Records for the task Block Start

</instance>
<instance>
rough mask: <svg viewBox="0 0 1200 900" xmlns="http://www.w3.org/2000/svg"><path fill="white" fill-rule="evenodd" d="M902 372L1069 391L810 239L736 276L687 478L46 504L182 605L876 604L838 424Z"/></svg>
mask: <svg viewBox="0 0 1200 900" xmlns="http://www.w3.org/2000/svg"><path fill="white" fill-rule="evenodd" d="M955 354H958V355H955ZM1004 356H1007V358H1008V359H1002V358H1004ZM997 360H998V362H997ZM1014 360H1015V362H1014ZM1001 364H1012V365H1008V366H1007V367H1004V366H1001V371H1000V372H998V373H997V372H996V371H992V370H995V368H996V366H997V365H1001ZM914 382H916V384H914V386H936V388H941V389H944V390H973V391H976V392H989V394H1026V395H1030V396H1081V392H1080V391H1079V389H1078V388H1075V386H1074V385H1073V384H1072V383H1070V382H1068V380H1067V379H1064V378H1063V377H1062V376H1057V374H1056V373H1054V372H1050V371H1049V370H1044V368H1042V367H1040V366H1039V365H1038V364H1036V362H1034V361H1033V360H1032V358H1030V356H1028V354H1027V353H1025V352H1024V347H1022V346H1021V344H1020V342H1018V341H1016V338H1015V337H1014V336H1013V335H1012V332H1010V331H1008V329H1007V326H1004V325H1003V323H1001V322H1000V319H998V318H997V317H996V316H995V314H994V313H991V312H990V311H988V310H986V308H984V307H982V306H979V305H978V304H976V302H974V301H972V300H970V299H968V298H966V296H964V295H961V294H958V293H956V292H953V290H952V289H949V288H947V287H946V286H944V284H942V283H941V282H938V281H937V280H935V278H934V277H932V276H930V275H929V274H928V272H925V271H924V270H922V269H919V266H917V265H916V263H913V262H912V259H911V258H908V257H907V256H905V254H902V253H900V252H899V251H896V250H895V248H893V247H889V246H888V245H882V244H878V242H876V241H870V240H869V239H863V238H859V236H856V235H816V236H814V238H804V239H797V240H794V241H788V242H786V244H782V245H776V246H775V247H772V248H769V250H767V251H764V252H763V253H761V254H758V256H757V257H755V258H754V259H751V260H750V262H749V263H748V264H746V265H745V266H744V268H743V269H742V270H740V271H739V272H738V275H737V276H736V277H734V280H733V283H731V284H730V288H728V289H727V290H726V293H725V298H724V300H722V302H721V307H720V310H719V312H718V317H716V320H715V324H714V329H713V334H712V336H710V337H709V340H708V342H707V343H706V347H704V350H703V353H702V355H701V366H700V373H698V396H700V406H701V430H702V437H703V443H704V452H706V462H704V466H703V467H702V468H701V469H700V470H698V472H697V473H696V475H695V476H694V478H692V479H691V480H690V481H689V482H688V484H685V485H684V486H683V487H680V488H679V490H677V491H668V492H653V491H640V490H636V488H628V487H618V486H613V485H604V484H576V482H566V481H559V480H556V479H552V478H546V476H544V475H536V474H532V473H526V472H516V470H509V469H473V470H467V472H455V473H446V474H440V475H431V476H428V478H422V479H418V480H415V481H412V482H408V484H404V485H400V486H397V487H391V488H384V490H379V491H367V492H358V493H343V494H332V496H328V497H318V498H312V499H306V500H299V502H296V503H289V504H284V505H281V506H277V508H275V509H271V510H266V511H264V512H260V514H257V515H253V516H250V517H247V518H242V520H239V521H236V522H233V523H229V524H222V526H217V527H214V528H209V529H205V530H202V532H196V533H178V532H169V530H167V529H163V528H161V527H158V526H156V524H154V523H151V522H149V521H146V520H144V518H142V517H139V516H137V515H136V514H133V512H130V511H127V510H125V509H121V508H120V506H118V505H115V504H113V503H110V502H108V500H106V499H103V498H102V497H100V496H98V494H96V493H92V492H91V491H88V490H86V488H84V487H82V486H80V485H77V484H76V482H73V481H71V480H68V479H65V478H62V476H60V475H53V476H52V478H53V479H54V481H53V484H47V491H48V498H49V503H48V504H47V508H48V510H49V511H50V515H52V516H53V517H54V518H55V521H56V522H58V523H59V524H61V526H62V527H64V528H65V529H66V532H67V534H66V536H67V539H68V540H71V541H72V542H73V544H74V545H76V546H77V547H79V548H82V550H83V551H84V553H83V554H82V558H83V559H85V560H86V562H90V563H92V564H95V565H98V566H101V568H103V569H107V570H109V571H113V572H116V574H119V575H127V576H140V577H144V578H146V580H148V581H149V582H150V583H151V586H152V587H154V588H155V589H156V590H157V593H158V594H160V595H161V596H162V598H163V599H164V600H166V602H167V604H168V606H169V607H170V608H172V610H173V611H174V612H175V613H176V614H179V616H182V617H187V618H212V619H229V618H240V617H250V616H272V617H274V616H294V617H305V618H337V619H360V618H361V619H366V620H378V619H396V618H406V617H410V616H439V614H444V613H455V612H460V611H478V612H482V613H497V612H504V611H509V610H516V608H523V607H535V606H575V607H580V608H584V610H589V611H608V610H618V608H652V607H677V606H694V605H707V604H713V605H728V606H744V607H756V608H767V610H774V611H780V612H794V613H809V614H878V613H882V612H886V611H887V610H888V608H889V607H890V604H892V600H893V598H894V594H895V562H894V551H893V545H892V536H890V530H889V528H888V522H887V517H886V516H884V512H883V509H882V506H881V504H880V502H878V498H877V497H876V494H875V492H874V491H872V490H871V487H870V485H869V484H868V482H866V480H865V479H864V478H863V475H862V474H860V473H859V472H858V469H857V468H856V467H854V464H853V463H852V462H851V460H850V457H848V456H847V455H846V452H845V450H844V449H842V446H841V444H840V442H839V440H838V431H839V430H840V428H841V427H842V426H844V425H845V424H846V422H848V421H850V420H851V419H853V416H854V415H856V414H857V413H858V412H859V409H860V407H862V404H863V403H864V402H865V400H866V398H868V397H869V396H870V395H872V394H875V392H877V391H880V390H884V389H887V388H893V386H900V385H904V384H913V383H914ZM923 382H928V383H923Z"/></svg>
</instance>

Records for the task Block End

Your goal ->
Copy out every line of the records above verbatim, adding nothing and leaving nothing out.

Response box ->
</instance>
<instance>
rough mask: <svg viewBox="0 0 1200 900" xmlns="http://www.w3.org/2000/svg"><path fill="white" fill-rule="evenodd" d="M902 372L1069 391L810 239L736 276L687 478L46 504L182 605L876 604L838 424Z"/></svg>
mask: <svg viewBox="0 0 1200 900" xmlns="http://www.w3.org/2000/svg"><path fill="white" fill-rule="evenodd" d="M955 354H958V355H955ZM1004 356H1007V358H1008V359H1002V358H1004ZM997 360H998V362H997ZM1014 360H1015V362H1014ZM1001 364H1012V365H1008V366H1007V367H1004V366H1001V371H1000V372H998V373H997V372H996V371H992V370H995V368H996V366H997V365H1001ZM914 382H916V384H914V386H936V388H941V389H944V390H973V391H976V392H989V394H1026V395H1030V396H1081V392H1080V391H1079V389H1078V388H1075V386H1074V385H1073V384H1072V383H1070V382H1068V380H1067V379H1064V378H1063V377H1062V376H1057V374H1056V373H1054V372H1050V371H1049V370H1044V368H1042V367H1040V366H1039V365H1038V364H1036V362H1034V361H1033V360H1032V358H1030V356H1028V354H1027V353H1025V352H1024V347H1022V346H1021V344H1020V342H1018V341H1016V338H1015V337H1014V336H1013V335H1012V332H1010V331H1008V329H1007V326H1004V325H1003V323H1001V322H1000V319H998V318H997V317H996V316H995V314H994V313H991V312H990V311H988V310H986V308H984V307H982V306H979V305H978V304H976V302H974V301H972V300H970V299H968V298H966V296H964V295H961V294H958V293H956V292H953V290H952V289H949V288H947V287H946V286H944V284H942V283H941V282H938V281H937V280H935V278H934V277H932V276H930V275H929V274H928V272H925V271H924V270H922V269H919V266H917V265H916V263H913V262H912V259H911V258H908V257H907V256H905V254H902V253H900V252H899V251H896V250H895V248H893V247H889V246H888V245H882V244H878V242H876V241H870V240H869V239H863V238H859V236H856V235H816V236H814V238H804V239H797V240H794V241H788V242H786V244H782V245H776V246H775V247H772V248H769V250H767V251H764V252H763V253H761V254H758V256H757V257H755V258H754V259H751V260H750V262H749V263H748V264H746V265H745V266H744V268H743V269H742V270H740V271H739V272H738V275H737V276H736V277H734V280H733V283H731V284H730V288H728V289H727V290H726V293H725V298H724V300H722V302H721V307H720V310H719V312H718V317H716V320H715V324H714V329H713V334H712V336H710V337H709V340H708V342H707V343H706V347H704V350H703V353H702V355H701V366H700V373H698V396H700V406H701V430H702V437H703V443H704V452H706V462H704V466H703V467H702V468H701V469H700V470H698V472H697V473H696V475H695V476H694V478H692V479H691V480H690V481H689V482H688V484H685V485H684V486H683V487H680V488H679V490H677V491H668V492H653V491H640V490H636V488H628V487H618V486H613V485H604V484H576V482H566V481H559V480H556V479H552V478H546V476H544V475H536V474H532V473H526V472H516V470H509V469H473V470H467V472H455V473H446V474H440V475H431V476H428V478H422V479H418V480H415V481H412V482H408V484H404V485H400V486H397V487H391V488H384V490H379V491H367V492H358V493H343V494H332V496H328V497H318V498H312V499H306V500H299V502H296V503H289V504H284V505H281V506H277V508H275V509H271V510H266V511H264V512H260V514H257V515H253V516H250V517H247V518H242V520H239V521H236V522H233V523H229V524H222V526H217V527H214V528H209V529H205V530H202V532H196V533H178V532H169V530H167V529H163V528H161V527H158V526H156V524H154V523H151V522H149V521H146V520H144V518H142V517H139V516H137V515H136V514H133V512H130V511H127V510H125V509H121V508H120V506H118V505H115V504H113V503H110V502H108V500H106V499H103V498H102V497H100V496H98V494H96V493H92V492H91V491H88V490H86V488H84V487H82V486H80V485H77V484H76V482H73V481H71V480H68V479H65V478H62V476H60V475H53V476H52V478H53V479H54V481H53V484H47V491H48V498H49V503H48V504H47V508H48V510H49V511H50V515H52V516H53V517H54V518H55V521H56V522H58V523H59V524H61V526H62V527H64V528H65V529H66V532H67V534H66V536H67V539H68V540H71V541H72V542H73V544H74V545H76V546H77V547H79V548H82V550H83V551H84V553H83V554H82V558H83V559H85V560H86V562H90V563H92V564H95V565H98V566H101V568H103V569H107V570H109V571H113V572H116V574H119V575H127V576H140V577H144V578H146V580H148V581H149V582H150V583H151V586H152V587H154V588H155V589H156V590H157V593H158V594H160V595H161V596H162V598H163V599H164V600H166V602H167V604H168V606H169V607H170V608H172V610H173V611H174V612H175V613H176V614H179V616H182V617H187V618H212V619H229V618H240V617H250V616H272V617H274V616H294V617H305V618H337V619H360V618H361V619H366V620H378V619H396V618H406V617H410V616H439V614H444V613H455V612H460V611H478V612H482V613H497V612H504V611H509V610H516V608H523V607H535V606H575V607H580V608H584V610H589V611H608V610H618V608H652V607H677V606H694V605H707V604H713V605H728V606H744V607H756V608H767V610H774V611H780V612H794V613H809V614H878V613H882V612H886V611H887V610H888V608H889V607H890V604H892V600H893V598H894V594H895V562H894V551H893V545H892V536H890V530H889V528H888V522H887V517H886V516H884V512H883V509H882V506H881V504H880V502H878V498H877V497H876V494H875V492H874V491H872V490H871V487H870V485H869V484H868V482H866V480H865V479H864V478H863V475H862V474H860V473H859V472H858V469H857V468H856V467H854V464H853V463H852V462H851V460H850V457H848V456H847V455H846V452H845V450H844V449H842V446H841V444H840V442H839V440H838V431H839V430H840V428H841V427H842V426H844V425H845V424H846V422H848V421H850V420H851V419H853V416H854V415H856V414H857V413H858V412H859V409H860V407H862V404H863V403H864V402H865V400H866V398H868V397H869V396H870V395H872V394H875V392H877V391H880V390H884V389H887V388H893V386H900V385H904V384H913V383H914ZM923 382H928V383H923Z"/></svg>
</instance>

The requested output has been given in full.